Exercise directions:
Copy out every row below word for word, leaving out the pictures.

Given data:
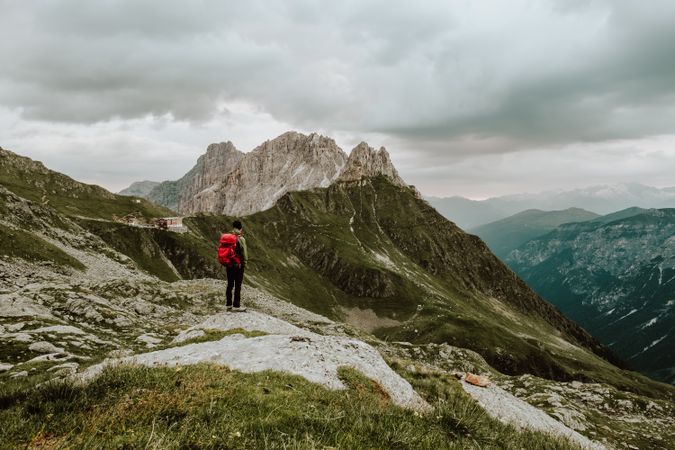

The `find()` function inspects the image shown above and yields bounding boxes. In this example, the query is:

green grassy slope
[82,179,675,394]
[0,148,173,219]
[0,365,576,450]
[0,223,85,270]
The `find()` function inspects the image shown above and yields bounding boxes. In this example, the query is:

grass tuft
[0,365,575,449]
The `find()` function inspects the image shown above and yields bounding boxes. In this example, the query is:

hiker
[218,220,248,311]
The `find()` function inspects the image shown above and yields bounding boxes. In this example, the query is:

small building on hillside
[164,217,188,233]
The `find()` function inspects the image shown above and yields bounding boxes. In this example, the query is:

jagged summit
[124,131,414,215]
[339,142,407,186]
[186,131,347,215]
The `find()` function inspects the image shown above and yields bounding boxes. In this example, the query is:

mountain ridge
[427,183,675,229]
[0,142,675,448]
[468,208,601,260]
[121,131,407,215]
[506,208,675,383]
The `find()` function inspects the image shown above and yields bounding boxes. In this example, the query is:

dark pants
[225,266,244,308]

Exercise solution:
The `find()` function inspects the image shown above and yields bounding boxes. In this example, the query is:

green grassy slope
[82,179,675,394]
[0,148,173,219]
[0,365,576,450]
[0,223,85,270]
The `find()` function inspects the image shown above and yields bounding boxes. In this example, the query is:

grass tuft
[0,365,575,449]
The `find()` function inspects the image shown above and yields bounding boxes. In this example, the query is:

hiker
[218,220,248,311]
The `find()` function inspects the image shown above and yields bounding boxes. In this example, the query is:

small building on hillside
[164,217,188,233]
The `find()` function inspects the image shown above and yields bounding boxes. In this example, the query is:

jagged summit
[124,131,414,215]
[339,142,407,186]
[186,131,347,215]
The `find()` function inspects the image shown above and yields bounding boxes. In this example, the query is:

mountain ridge
[427,183,675,229]
[0,142,675,448]
[468,208,601,260]
[121,131,407,215]
[506,208,675,383]
The `find()` function inspects the image shown above and yields bounding boxes. In this example, the query is:

dark pants
[225,266,244,308]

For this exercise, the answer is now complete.